• _WHAT YOU NEED TO DO_: Reproduce the data below verbatim, from the line that contains "trace: passenger wearing hat" up to and including the line that contains "Trace every instance of the passenger", and output nothing else.

• _GIVEN DATA_:
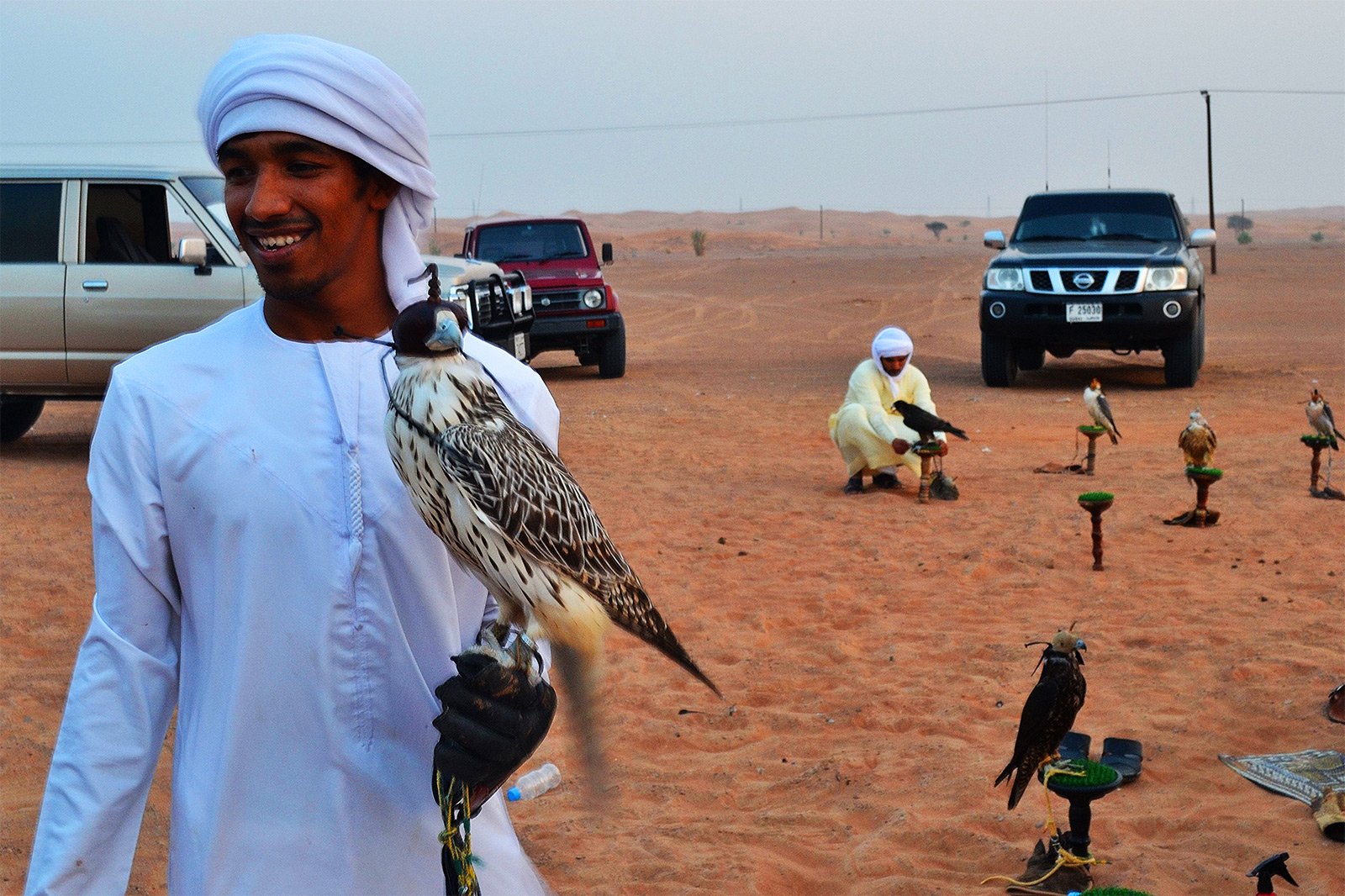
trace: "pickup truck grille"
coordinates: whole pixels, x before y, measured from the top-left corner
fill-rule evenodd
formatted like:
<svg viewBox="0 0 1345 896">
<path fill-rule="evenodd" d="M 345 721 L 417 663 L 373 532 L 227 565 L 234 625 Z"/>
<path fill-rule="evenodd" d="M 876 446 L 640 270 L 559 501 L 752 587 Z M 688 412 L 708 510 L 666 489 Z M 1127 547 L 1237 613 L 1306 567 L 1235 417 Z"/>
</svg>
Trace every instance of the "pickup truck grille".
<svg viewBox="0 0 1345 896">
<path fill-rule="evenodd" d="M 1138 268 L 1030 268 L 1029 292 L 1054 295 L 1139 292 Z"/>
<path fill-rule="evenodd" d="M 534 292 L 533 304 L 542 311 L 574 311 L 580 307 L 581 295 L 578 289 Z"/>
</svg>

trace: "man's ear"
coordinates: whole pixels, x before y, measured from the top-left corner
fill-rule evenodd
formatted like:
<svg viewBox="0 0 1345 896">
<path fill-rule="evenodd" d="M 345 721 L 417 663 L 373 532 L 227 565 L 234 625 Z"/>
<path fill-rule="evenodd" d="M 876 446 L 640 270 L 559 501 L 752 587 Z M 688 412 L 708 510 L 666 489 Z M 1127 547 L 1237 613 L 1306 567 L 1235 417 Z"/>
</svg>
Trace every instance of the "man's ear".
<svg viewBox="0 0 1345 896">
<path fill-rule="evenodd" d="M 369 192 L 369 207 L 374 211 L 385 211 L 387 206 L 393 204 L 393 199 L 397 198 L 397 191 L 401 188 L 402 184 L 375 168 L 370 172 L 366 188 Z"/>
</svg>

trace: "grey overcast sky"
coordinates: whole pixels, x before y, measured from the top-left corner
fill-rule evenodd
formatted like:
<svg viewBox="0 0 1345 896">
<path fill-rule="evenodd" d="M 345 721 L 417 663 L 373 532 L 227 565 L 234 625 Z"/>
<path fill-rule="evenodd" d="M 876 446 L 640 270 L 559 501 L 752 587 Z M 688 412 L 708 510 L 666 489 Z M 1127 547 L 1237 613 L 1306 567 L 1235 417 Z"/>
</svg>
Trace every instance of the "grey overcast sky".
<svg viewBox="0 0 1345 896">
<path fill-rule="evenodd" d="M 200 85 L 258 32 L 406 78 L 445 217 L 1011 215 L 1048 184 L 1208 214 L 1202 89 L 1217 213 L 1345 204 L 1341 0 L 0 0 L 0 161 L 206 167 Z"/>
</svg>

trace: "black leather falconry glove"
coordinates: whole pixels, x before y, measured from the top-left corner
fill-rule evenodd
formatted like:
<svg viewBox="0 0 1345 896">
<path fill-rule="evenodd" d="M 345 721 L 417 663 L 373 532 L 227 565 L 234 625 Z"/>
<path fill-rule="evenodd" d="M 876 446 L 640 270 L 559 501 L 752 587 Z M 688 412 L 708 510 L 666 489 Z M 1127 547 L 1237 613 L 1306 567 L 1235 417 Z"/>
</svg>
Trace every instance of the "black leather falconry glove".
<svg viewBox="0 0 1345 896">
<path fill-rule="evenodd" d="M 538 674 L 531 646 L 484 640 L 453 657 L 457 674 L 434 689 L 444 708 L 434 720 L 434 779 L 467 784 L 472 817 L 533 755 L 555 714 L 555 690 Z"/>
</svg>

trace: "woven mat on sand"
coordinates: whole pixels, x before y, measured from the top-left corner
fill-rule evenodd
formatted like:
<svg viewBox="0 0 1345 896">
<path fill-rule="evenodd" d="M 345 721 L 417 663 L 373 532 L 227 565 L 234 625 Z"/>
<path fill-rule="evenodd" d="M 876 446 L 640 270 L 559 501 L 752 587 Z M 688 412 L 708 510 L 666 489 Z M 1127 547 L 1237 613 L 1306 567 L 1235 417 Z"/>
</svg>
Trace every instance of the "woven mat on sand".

--

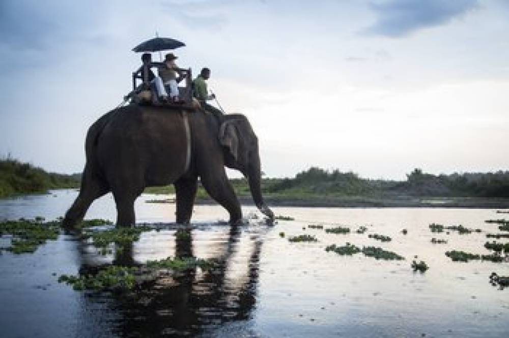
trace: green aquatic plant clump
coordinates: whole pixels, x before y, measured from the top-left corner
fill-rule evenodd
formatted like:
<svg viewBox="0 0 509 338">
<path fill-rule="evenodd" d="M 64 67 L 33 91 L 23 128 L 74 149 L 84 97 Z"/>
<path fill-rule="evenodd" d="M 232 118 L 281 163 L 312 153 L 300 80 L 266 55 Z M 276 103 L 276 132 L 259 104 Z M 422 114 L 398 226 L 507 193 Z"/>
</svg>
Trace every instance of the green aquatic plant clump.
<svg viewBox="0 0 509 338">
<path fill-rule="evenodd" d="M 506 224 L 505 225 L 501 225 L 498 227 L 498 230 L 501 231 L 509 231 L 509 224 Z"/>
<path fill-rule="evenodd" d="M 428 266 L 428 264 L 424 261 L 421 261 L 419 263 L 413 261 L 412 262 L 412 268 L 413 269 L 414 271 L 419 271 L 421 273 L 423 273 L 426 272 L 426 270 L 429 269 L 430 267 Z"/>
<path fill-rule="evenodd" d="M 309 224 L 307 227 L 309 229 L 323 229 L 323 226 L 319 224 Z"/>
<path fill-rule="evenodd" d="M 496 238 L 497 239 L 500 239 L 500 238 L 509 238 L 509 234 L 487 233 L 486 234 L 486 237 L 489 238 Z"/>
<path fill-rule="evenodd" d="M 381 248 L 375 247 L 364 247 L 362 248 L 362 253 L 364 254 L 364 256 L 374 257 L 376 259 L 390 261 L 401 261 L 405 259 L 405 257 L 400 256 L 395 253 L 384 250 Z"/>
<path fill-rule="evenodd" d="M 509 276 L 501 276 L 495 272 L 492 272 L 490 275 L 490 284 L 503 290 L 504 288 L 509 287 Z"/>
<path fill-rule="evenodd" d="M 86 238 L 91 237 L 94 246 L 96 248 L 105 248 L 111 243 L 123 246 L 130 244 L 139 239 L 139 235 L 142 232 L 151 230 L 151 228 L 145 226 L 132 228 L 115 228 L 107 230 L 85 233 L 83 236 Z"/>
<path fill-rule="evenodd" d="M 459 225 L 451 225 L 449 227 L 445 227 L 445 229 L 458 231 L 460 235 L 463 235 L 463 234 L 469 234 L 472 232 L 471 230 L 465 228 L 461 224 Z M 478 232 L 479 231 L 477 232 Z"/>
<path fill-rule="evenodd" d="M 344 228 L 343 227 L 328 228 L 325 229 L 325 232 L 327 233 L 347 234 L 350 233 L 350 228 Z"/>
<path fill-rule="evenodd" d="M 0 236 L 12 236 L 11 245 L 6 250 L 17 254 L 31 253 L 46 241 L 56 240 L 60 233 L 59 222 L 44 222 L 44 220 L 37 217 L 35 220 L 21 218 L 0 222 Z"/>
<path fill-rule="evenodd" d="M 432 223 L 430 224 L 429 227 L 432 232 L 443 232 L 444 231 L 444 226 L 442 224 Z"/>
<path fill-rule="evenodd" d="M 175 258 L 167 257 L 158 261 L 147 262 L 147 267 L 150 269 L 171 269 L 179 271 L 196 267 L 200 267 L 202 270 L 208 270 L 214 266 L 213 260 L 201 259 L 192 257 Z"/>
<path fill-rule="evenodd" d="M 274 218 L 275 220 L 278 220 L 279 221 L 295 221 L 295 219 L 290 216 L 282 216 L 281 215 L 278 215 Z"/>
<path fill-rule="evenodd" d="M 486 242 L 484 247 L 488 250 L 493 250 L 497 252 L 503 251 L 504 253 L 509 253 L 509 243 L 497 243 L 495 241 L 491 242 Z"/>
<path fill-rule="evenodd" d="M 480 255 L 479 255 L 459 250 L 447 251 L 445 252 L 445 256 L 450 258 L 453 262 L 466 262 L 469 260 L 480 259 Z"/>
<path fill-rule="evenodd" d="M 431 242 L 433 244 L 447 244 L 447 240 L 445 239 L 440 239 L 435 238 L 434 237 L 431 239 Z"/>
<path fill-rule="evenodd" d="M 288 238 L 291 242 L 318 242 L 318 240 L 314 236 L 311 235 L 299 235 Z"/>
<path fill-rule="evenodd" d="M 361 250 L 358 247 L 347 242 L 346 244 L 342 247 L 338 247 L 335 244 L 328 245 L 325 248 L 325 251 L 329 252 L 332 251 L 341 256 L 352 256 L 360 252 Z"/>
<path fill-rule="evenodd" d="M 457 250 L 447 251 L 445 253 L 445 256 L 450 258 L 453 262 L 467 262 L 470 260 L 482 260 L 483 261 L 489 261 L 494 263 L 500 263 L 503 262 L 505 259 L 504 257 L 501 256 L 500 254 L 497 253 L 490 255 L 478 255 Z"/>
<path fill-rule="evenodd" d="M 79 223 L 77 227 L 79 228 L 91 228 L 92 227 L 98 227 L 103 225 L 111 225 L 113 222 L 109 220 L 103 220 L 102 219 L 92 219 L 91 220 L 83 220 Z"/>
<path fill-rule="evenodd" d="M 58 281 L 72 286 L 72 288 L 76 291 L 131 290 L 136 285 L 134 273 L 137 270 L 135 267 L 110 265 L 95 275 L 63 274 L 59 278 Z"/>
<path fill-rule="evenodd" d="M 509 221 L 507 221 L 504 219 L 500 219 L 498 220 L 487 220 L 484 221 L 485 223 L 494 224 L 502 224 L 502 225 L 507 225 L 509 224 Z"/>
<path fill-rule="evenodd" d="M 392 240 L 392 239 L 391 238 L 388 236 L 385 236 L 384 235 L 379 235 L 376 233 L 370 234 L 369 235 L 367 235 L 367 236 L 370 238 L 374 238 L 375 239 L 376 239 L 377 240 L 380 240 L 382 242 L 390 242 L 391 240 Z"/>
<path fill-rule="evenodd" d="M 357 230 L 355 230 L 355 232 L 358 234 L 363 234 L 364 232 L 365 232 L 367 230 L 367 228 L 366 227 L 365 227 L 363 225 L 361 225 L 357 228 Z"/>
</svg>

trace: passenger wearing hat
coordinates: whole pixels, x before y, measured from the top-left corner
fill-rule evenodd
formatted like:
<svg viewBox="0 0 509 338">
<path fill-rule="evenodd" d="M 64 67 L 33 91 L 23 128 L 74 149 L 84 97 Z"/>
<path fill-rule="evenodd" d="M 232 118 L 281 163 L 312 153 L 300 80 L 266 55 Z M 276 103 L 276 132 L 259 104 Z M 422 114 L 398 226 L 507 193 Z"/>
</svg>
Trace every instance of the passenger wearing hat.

• _REPLY TO THE EXERCISE_:
trace: passenger wearing hat
coordinates: whole pixels, x before y, measured from the top-left corner
fill-rule evenodd
formatted like:
<svg viewBox="0 0 509 338">
<path fill-rule="evenodd" d="M 64 67 L 33 91 L 23 128 L 74 149 L 84 97 Z"/>
<path fill-rule="evenodd" d="M 232 118 L 281 163 L 312 153 L 300 80 L 266 55 Z M 276 103 L 276 132 L 259 104 Z M 422 114 L 398 226 L 507 193 Z"/>
</svg>
Trace every instance of the passenger wearing hat.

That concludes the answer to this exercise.